## Required work
Report every line of the entries below that contains the string "ymin", copying each line in full.

......

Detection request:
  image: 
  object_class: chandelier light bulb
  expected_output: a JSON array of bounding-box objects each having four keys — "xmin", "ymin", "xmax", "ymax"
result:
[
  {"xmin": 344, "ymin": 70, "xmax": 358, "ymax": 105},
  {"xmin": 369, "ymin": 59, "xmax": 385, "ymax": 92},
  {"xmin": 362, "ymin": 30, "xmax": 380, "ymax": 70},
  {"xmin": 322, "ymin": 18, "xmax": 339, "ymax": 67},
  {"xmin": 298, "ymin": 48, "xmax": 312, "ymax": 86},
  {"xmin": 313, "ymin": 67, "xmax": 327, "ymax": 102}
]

......

## Exercise solution
  expected_output: a JSON array of bounding-box objects each having four keys — "xmin", "ymin", "xmax", "ymax"
  {"xmin": 344, "ymin": 70, "xmax": 358, "ymax": 105},
  {"xmin": 369, "ymin": 59, "xmax": 385, "ymax": 92},
  {"xmin": 362, "ymin": 30, "xmax": 380, "ymax": 70},
  {"xmin": 322, "ymin": 18, "xmax": 339, "ymax": 67},
  {"xmin": 298, "ymin": 48, "xmax": 312, "ymax": 86},
  {"xmin": 313, "ymin": 67, "xmax": 327, "ymax": 102}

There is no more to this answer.